ACTIVITY. Sort through the entries below and pull out lines containing the word "window".

Point localization data.
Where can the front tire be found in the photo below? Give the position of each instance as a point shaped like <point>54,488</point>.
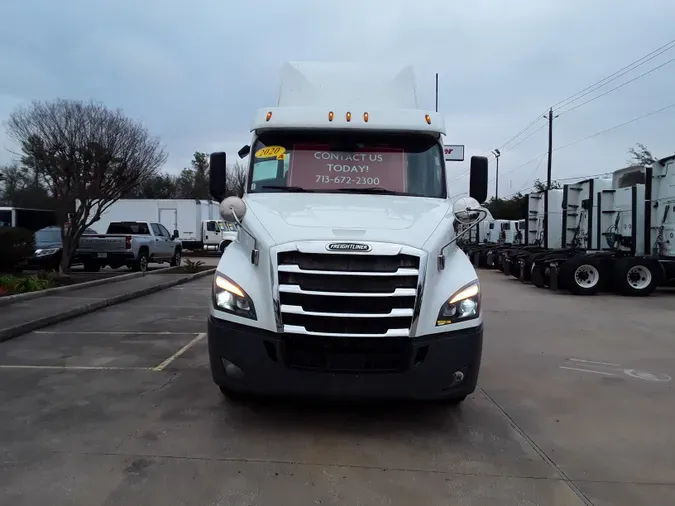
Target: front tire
<point>636,277</point>
<point>583,275</point>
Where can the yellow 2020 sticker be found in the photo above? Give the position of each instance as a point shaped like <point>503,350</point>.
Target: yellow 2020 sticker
<point>271,152</point>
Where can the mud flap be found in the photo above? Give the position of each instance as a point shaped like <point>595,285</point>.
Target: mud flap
<point>521,271</point>
<point>553,277</point>
<point>475,259</point>
<point>507,266</point>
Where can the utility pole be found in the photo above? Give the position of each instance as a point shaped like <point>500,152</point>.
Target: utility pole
<point>497,154</point>
<point>550,147</point>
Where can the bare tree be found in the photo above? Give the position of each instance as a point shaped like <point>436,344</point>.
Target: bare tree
<point>87,155</point>
<point>641,155</point>
<point>236,179</point>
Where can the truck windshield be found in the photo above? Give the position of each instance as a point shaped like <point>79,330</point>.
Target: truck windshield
<point>128,228</point>
<point>333,162</point>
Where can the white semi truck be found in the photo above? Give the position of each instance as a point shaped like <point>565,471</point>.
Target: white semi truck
<point>345,279</point>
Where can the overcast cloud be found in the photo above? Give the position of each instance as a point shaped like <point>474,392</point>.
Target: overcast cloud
<point>194,72</point>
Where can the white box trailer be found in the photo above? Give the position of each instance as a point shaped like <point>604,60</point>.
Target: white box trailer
<point>198,222</point>
<point>633,237</point>
<point>580,212</point>
<point>544,219</point>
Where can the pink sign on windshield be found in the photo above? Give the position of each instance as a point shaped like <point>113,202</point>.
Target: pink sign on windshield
<point>315,167</point>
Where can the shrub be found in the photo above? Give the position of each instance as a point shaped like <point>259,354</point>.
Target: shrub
<point>16,245</point>
<point>13,284</point>
<point>191,266</point>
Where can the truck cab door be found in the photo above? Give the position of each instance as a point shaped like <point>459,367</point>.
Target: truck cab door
<point>162,241</point>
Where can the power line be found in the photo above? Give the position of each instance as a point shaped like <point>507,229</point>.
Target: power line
<point>615,127</point>
<point>585,139</point>
<point>617,87</point>
<point>523,164</point>
<point>593,87</point>
<point>631,66</point>
<point>524,139</point>
<point>525,129</point>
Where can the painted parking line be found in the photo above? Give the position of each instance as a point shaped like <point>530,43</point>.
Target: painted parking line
<point>114,333</point>
<point>587,370</point>
<point>75,367</point>
<point>173,357</point>
<point>593,362</point>
<point>604,368</point>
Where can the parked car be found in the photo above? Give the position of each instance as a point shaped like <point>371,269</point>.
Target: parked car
<point>131,243</point>
<point>48,249</point>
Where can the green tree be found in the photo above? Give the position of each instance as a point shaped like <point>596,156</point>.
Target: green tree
<point>20,188</point>
<point>87,156</point>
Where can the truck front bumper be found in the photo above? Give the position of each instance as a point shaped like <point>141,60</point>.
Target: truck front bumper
<point>248,359</point>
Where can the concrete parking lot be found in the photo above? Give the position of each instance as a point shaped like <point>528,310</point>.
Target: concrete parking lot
<point>575,406</point>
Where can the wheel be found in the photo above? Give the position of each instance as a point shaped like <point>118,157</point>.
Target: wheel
<point>582,275</point>
<point>141,263</point>
<point>92,266</point>
<point>636,276</point>
<point>177,258</point>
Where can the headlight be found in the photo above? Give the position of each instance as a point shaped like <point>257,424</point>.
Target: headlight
<point>462,306</point>
<point>230,297</point>
<point>45,252</point>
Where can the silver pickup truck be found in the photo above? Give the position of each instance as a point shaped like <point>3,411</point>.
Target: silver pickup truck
<point>131,243</point>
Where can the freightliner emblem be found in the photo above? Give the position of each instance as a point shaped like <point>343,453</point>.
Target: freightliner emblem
<point>348,246</point>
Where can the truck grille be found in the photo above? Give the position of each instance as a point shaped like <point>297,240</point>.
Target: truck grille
<point>347,294</point>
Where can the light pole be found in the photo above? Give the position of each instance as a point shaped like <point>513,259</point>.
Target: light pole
<point>497,155</point>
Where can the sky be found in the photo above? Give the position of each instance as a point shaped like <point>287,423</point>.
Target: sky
<point>195,72</point>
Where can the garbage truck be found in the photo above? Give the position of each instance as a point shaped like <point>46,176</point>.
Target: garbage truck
<point>345,279</point>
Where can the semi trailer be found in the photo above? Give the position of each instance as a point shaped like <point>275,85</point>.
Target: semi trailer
<point>346,279</point>
<point>627,244</point>
<point>197,221</point>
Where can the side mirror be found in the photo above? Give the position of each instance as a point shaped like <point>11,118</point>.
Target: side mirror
<point>218,176</point>
<point>232,210</point>
<point>478,177</point>
<point>467,211</point>
<point>244,151</point>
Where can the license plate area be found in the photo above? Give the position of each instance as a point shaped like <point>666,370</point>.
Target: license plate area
<point>347,354</point>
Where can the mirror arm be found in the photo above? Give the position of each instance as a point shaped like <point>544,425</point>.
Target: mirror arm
<point>255,252</point>
<point>440,259</point>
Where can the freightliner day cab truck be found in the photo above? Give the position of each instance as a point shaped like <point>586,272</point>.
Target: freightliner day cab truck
<point>345,279</point>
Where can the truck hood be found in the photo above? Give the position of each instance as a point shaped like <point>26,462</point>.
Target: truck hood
<point>328,216</point>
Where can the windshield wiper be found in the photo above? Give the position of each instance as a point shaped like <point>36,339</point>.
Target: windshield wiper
<point>287,188</point>
<point>370,189</point>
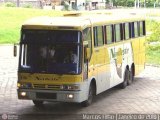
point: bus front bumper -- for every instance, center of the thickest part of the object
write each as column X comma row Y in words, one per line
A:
column 50, row 95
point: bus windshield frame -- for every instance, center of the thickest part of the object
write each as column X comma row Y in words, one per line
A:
column 51, row 51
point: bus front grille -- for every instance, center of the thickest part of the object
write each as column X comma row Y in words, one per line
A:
column 46, row 86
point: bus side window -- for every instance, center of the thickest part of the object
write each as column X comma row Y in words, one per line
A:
column 136, row 29
column 142, row 28
column 117, row 32
column 126, row 31
column 108, row 30
column 121, row 31
column 98, row 36
column 87, row 36
column 132, row 34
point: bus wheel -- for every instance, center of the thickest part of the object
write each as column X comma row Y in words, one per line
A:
column 129, row 81
column 126, row 77
column 38, row 103
column 132, row 74
column 90, row 96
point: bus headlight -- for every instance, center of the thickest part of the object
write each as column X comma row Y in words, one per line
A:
column 23, row 94
column 70, row 87
column 24, row 85
column 70, row 96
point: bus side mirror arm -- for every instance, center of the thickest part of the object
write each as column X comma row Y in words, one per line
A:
column 15, row 50
column 87, row 53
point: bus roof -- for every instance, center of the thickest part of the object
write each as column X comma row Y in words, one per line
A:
column 79, row 22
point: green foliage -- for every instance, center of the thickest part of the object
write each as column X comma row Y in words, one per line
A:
column 155, row 34
column 12, row 19
column 10, row 4
column 153, row 54
column 28, row 6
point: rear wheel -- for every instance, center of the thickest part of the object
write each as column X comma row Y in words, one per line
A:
column 126, row 77
column 38, row 103
column 90, row 96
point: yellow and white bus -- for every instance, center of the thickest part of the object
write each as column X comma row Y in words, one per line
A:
column 75, row 57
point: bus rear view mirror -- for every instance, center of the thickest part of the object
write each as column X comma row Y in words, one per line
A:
column 15, row 50
column 87, row 53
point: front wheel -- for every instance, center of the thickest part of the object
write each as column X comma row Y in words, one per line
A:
column 38, row 103
column 126, row 79
column 90, row 97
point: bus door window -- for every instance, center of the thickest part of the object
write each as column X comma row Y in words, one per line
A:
column 87, row 37
column 108, row 34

WRITTEN RESPONSE.
point: bus side window -- for every instance, center of the thickest part of the object
point: bus door window -- for every instance, center of the thickest part of the object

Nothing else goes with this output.